Requests:
a. In the article on the Pangu Plaza auction, why did the court post pictures of the building on the platform? Answer in one to three sentences.
b. Write the next part of the news article about the auction of the Pangu Plaza building, following on from its final sentence.

Given text:
------
The auction of a prominent dragon-shaped building in Pangu Plaza in Beijing began with a starting price of more than 5.18 billion yuan ($734 million) on Monday.

The auction, organized by the Beijing No 3 Intermediate People's Court, is for the 44-story No 5 building of the plaza near the National Stadium-also known as the Bird's Nest-on the capital's north-south axis in Chaoyang district. It will end at 10 am on Tuesday.

Since the court put the building-related information on e-commerce platform Taobao in July, the auction has been viewed about 120,000 times.

But as of press time, just two people have registered to participate in the bidding.

According to the auction rules disclosed by the court, every participant should pay 1 billion yuan as a security deposit, and the price will increase by 5 million yuan each time another participant joins.

The court will announce the deal if at least one registered participant offers a higher bid than the starting price, the rule added.

To help the public understand the auction target, the court posted several pictures of the 140,000 square-meter building on the platform and also left phone numbers to answer people's related questions.
------
Point annotation records
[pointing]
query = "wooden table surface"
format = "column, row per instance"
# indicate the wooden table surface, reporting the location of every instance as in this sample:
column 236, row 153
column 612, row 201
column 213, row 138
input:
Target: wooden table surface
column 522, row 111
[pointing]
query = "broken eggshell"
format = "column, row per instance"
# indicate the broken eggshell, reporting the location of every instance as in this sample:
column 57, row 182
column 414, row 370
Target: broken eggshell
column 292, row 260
------
Outputs:
a. The court posted the pictures to help the public understand the auction target, the 140,000-square-meter building. For the same purpose, it also left phone numbers to answer people's questions about it.

b.
The court launched the auction because the building was named as a mortgaged property of a civil dispute, in which Beijing Zenith Holdings Co and Beijing Pangu Investment failed to pay debts owed to the Beijing branch of the Bank of Shanghai.

It was not the first auction related to the plaza, but the previous ones failed with no bidder.

Beijing Pangu Investment and Beijing Zenith Holdings were controlled by Guo Wengui, a Chinese billionaire who fled China in August 2014 after being accused of multiple crimes, including corruption. He is subject to an Interpol red notice, an international arrest warrant.

To prevent judicial corruption and improve judicial transparency, Chinese courts began holding online auctions in 2012. As of June 30 last year, more than 168,400 items, including houses and cars, had been sold via the judicial auction platform, amounting to about 378 billion yuan.